> Job
Return each line below that contains the word "instance", copied in full.

> Records for this task
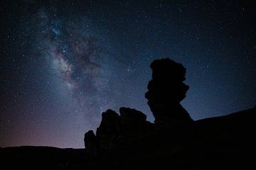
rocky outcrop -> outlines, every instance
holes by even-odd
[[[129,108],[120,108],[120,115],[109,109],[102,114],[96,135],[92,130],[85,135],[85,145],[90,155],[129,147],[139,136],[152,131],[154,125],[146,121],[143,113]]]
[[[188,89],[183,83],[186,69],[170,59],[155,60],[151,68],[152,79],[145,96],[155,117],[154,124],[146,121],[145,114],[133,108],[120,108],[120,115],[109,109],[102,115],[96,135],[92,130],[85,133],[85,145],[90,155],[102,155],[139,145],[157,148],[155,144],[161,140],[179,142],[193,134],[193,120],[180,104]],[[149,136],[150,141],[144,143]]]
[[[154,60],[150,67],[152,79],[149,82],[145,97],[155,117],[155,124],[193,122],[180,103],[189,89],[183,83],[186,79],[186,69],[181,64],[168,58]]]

* * *

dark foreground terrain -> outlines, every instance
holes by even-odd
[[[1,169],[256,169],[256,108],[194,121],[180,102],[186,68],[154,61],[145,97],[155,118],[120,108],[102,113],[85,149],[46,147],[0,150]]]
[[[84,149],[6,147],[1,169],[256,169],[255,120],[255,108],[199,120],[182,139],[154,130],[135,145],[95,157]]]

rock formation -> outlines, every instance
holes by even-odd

> Task output
rocky outcrop -> outlines, every instance
dark foreground terrain -> outlines, every instance
rock formation -> outlines, every instance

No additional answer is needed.